■ Job:
Pick out and copy every line in the material below that contains the string "window". Letter case counts.

■ Records for this exercise:
☆ ☆ ☆ ☆

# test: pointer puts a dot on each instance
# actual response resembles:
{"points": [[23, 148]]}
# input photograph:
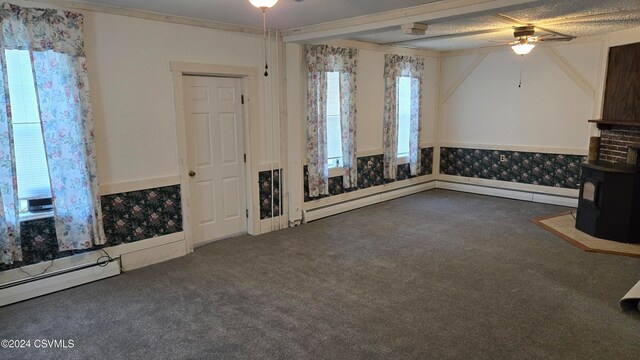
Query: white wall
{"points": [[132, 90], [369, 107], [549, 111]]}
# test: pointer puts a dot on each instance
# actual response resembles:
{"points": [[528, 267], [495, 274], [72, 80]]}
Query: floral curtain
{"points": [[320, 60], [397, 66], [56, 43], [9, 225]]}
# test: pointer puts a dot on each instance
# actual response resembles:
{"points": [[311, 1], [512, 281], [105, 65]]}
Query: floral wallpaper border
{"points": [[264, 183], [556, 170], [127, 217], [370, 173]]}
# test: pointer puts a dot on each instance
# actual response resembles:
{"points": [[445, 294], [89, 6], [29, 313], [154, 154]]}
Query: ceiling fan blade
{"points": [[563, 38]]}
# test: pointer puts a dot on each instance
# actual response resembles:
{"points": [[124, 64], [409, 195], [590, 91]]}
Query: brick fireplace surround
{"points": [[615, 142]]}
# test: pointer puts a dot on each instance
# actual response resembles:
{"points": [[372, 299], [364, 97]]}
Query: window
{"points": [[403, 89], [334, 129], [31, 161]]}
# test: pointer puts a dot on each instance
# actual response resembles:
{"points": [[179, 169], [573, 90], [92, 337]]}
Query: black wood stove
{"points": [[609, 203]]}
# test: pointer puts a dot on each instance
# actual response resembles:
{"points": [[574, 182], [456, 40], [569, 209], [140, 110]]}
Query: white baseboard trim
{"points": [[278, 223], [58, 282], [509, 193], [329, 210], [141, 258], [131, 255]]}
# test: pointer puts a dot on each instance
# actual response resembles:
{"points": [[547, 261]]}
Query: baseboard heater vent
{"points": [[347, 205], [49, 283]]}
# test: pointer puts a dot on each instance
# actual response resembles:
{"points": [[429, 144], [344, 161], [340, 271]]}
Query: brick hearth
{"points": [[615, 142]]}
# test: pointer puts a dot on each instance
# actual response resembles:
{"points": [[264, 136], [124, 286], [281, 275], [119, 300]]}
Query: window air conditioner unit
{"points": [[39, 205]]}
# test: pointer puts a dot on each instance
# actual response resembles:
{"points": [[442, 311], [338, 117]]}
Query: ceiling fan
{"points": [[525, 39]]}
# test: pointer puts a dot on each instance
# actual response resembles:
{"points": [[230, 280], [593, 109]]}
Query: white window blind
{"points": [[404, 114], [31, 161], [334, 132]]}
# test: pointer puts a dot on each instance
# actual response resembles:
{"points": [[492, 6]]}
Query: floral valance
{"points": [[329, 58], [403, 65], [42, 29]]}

☆ ☆ ☆ ☆

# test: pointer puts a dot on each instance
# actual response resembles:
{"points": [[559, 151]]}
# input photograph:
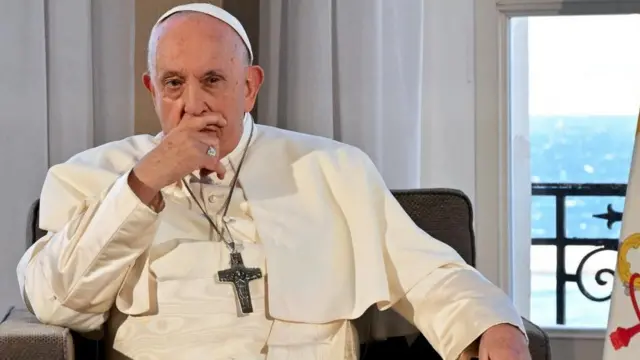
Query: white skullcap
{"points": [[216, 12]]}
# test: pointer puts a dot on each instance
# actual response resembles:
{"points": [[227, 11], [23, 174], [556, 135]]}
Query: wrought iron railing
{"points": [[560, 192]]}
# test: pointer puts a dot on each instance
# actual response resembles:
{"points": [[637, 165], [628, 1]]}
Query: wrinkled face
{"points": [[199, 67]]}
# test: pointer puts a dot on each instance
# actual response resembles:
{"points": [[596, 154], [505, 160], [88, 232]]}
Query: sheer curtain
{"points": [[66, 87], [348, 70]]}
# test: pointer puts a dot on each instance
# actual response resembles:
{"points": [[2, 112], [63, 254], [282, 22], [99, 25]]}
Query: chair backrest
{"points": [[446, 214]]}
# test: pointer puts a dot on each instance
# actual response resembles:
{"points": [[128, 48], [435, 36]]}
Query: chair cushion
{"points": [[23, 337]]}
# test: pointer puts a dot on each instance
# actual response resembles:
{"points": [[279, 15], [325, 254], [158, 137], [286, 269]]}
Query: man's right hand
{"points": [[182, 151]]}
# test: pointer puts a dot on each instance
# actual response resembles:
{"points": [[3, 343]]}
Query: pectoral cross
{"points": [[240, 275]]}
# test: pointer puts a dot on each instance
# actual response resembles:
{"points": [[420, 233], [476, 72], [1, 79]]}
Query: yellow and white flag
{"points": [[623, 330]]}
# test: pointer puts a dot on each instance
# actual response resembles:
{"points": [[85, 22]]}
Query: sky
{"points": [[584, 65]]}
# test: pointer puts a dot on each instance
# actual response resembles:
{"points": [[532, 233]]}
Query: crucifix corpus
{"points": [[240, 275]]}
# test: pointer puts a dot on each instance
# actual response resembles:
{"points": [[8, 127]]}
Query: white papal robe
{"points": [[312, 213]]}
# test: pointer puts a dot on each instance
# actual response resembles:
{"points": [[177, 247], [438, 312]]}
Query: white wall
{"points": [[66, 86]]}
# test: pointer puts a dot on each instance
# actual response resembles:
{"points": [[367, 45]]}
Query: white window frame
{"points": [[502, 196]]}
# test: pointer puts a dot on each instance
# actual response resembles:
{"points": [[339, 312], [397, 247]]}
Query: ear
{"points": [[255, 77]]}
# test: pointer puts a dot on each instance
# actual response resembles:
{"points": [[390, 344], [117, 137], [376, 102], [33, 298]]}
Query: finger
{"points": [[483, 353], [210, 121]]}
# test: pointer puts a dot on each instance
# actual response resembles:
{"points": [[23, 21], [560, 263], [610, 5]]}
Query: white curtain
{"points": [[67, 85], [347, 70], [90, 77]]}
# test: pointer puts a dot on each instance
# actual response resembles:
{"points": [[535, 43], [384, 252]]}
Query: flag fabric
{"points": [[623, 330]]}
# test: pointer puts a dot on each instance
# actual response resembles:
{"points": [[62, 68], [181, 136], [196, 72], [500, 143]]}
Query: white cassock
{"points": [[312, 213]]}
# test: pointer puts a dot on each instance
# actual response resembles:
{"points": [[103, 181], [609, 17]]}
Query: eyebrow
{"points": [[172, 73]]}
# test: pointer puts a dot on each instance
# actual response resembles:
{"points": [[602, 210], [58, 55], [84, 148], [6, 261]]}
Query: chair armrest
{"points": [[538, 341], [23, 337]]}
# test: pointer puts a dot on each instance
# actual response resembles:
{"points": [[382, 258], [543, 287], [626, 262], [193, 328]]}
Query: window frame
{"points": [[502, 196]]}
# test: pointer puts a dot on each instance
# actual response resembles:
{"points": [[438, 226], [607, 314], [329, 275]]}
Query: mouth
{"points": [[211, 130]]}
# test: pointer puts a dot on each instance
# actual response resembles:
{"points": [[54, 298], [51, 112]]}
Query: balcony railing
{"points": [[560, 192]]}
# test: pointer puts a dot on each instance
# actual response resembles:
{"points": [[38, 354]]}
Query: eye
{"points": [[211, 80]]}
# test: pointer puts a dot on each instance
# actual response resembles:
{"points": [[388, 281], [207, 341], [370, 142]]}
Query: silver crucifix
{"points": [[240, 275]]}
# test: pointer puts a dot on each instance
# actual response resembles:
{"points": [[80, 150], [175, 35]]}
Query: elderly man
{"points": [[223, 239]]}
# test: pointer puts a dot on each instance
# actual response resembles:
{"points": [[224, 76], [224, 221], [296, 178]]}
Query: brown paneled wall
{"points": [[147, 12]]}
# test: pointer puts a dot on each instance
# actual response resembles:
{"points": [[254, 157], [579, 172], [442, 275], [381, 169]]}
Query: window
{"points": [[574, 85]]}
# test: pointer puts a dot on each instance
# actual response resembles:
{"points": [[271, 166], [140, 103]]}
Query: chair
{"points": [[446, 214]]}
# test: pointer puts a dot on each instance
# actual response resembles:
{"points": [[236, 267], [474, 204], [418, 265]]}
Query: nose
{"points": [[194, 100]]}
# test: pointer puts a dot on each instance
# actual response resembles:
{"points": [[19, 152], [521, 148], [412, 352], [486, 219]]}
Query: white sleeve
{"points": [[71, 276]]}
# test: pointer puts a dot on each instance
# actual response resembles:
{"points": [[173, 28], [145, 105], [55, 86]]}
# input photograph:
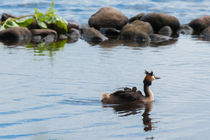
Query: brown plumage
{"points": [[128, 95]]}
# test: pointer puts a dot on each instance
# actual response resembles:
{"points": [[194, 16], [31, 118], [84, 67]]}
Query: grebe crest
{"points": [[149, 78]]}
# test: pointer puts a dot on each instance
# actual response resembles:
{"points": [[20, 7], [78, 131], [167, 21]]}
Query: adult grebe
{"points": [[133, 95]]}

☆ ☆ ☆ ☆

■ Completed exercise:
Query: window
Query: window air conditioner unit
Query: white window blind
Query: white window frame
Query: window frame
Query: window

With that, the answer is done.